=== Data for this exercise ===

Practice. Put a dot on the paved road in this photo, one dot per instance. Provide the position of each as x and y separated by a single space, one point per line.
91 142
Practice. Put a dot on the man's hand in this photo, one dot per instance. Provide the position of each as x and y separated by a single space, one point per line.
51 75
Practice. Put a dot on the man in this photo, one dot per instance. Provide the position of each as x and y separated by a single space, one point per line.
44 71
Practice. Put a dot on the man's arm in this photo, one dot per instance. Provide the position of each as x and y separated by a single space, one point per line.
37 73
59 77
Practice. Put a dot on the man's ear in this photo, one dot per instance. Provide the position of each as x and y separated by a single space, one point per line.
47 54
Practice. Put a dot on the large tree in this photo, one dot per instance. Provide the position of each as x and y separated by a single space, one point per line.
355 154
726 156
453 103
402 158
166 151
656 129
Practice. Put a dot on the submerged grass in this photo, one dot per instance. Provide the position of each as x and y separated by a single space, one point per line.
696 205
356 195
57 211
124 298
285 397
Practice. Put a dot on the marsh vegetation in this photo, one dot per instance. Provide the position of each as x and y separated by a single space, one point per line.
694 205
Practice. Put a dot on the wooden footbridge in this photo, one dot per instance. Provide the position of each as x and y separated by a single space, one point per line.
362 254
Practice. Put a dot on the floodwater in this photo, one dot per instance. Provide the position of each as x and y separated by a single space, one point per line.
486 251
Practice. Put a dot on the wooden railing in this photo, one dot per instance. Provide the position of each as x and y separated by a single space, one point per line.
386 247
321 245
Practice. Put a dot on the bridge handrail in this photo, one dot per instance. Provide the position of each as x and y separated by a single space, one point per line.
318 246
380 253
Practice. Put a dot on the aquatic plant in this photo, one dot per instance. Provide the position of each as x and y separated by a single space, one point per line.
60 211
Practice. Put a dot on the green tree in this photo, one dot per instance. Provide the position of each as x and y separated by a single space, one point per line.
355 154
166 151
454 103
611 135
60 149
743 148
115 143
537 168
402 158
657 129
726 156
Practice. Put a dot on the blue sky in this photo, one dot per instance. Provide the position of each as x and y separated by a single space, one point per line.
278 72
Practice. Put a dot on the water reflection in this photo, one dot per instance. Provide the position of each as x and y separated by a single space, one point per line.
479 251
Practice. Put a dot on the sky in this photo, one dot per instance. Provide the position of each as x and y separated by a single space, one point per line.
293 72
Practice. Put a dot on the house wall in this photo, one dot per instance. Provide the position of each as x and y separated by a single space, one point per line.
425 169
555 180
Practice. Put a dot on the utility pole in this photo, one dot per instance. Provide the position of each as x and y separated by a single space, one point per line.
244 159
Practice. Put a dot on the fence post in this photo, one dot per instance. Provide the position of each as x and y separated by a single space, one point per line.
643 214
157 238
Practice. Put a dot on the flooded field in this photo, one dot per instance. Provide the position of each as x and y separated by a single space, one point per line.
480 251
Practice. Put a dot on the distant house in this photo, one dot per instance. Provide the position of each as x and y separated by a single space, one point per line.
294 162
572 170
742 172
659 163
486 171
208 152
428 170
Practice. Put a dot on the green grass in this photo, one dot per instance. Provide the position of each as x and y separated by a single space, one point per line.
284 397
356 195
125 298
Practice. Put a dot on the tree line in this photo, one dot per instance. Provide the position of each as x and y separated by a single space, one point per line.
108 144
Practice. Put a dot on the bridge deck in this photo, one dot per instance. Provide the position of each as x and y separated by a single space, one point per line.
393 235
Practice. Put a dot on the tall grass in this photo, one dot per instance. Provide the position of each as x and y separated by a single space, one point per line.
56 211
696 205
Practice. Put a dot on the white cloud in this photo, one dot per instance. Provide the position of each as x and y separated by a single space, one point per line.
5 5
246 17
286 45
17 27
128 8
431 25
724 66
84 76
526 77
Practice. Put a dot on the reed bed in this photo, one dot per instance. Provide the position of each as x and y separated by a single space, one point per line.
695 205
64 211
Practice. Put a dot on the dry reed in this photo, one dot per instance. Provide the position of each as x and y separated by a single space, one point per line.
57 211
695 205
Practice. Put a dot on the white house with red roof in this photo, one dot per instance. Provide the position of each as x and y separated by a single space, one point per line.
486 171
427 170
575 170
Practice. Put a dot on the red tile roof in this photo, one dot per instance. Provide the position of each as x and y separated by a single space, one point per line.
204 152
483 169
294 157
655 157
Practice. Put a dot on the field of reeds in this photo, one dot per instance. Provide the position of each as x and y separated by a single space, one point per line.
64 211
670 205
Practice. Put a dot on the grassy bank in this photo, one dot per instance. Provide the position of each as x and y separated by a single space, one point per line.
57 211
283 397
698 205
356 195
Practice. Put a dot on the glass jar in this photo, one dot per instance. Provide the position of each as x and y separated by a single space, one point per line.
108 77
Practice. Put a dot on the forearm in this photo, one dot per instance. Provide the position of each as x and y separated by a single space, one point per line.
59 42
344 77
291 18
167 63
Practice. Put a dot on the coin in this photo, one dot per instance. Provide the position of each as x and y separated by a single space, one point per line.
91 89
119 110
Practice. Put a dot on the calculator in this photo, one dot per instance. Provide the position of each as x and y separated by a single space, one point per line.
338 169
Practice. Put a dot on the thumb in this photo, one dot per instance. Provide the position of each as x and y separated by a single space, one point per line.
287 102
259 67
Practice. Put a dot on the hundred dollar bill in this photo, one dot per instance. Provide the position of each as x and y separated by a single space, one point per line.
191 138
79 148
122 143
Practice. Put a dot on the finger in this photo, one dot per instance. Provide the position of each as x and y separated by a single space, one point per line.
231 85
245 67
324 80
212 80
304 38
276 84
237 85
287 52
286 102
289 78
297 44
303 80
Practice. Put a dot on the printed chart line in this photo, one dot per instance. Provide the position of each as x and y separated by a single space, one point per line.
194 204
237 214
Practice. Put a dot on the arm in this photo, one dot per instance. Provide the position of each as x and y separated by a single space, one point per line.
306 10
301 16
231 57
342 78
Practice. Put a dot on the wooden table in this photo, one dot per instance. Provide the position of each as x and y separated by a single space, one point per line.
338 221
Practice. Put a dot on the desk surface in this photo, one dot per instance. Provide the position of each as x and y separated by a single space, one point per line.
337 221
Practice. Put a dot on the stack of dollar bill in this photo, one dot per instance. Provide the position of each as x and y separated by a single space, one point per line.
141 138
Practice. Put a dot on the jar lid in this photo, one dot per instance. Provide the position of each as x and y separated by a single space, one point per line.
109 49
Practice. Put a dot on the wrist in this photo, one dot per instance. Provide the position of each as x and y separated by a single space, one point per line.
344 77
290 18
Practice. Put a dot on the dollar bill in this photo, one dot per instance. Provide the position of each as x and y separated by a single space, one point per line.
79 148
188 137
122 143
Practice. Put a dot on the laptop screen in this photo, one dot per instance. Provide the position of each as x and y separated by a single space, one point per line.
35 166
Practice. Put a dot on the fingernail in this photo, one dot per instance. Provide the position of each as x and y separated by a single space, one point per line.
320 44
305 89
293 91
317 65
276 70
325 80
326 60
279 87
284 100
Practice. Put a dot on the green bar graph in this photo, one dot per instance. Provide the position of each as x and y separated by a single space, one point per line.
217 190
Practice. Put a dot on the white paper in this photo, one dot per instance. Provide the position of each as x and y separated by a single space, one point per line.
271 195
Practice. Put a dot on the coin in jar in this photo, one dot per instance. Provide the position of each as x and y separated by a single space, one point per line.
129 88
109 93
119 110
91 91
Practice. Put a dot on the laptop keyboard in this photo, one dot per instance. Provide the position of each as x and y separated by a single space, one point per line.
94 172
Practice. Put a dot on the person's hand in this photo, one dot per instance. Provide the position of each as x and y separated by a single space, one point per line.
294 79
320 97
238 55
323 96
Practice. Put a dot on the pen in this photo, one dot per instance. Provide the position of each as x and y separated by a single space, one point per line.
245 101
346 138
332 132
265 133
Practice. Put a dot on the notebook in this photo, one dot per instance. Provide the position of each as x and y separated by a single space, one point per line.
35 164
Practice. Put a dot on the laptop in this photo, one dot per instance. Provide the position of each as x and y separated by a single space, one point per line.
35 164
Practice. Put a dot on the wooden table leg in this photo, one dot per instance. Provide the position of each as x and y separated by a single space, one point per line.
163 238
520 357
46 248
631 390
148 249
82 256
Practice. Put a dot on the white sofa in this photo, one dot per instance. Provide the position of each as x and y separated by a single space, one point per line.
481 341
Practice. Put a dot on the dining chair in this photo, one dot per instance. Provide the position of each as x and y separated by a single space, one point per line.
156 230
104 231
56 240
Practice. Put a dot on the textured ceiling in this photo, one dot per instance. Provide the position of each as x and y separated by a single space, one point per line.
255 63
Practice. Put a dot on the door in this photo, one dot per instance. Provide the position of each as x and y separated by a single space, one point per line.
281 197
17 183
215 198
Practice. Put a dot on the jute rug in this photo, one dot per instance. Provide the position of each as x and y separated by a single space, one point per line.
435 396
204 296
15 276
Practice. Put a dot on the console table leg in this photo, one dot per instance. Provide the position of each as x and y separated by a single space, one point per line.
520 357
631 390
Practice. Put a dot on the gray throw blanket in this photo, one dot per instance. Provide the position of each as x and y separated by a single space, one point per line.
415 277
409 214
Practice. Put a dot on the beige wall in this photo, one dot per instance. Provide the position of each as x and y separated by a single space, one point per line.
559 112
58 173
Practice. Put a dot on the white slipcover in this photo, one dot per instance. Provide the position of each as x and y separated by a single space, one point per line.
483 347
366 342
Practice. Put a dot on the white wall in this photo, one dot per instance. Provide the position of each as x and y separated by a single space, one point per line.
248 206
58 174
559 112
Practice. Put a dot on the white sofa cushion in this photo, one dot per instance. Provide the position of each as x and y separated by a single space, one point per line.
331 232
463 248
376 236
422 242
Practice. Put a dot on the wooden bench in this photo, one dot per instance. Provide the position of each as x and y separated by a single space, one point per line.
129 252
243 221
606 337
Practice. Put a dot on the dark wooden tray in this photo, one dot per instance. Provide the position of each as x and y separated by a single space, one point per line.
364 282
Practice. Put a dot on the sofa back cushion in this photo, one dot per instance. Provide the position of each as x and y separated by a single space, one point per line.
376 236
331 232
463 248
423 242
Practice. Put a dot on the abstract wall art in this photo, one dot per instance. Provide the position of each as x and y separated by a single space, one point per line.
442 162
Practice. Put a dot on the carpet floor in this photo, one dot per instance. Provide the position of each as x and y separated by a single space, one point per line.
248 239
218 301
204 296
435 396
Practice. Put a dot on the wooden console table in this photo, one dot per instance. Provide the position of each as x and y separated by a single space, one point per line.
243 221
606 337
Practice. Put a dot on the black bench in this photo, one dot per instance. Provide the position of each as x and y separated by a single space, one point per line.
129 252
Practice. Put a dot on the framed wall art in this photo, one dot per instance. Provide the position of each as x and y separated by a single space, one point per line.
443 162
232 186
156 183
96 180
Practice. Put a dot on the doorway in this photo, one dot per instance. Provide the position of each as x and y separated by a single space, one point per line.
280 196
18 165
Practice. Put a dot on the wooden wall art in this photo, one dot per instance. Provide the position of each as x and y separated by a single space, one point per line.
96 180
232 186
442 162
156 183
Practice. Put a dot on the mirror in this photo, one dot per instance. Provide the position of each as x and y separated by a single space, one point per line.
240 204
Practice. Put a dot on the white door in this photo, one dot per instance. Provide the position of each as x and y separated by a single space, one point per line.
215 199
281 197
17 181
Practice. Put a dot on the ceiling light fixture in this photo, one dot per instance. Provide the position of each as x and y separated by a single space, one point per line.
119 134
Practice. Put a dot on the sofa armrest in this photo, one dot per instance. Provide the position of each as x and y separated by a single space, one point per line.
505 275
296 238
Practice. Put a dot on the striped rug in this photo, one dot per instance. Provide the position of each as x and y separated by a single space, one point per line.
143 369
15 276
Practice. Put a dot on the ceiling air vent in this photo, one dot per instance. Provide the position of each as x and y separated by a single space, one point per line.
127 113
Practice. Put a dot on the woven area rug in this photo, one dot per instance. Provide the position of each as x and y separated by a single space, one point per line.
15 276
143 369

===

◆ **Exercise aim**
Return exactly the lines from the line bearing "Practice. Put a dot on the ceiling light" to the end of the records, inclusive of both; include no other lines.

◆ **Result**
Practice. Put a dot on the ceiling light fixture in this photo, one dot per instance. Provide the position of each as x and y separated by a single space, one point per line.
119 134
Practice. Put a dot on the sofa armrest in this photo, one dot per instance. Provide the position of each as x and y separated by a single space, one point per line.
505 275
296 238
Practice. Put a dot on the striped rug in this photo, one dot per instance. Provide the position of each as x and y separated by a single space, one point per line.
143 369
15 276
Practice. Put a dot on the ceiling air vent in this photo, one dot per instance. Provide the position of each as x and y separated by a single space, one point per line.
127 113
Practice. Put a dot on the woven area rug in this photo, one dot per instance. Provide the position of each as x and y separated by a single space, one point per line.
15 276
143 369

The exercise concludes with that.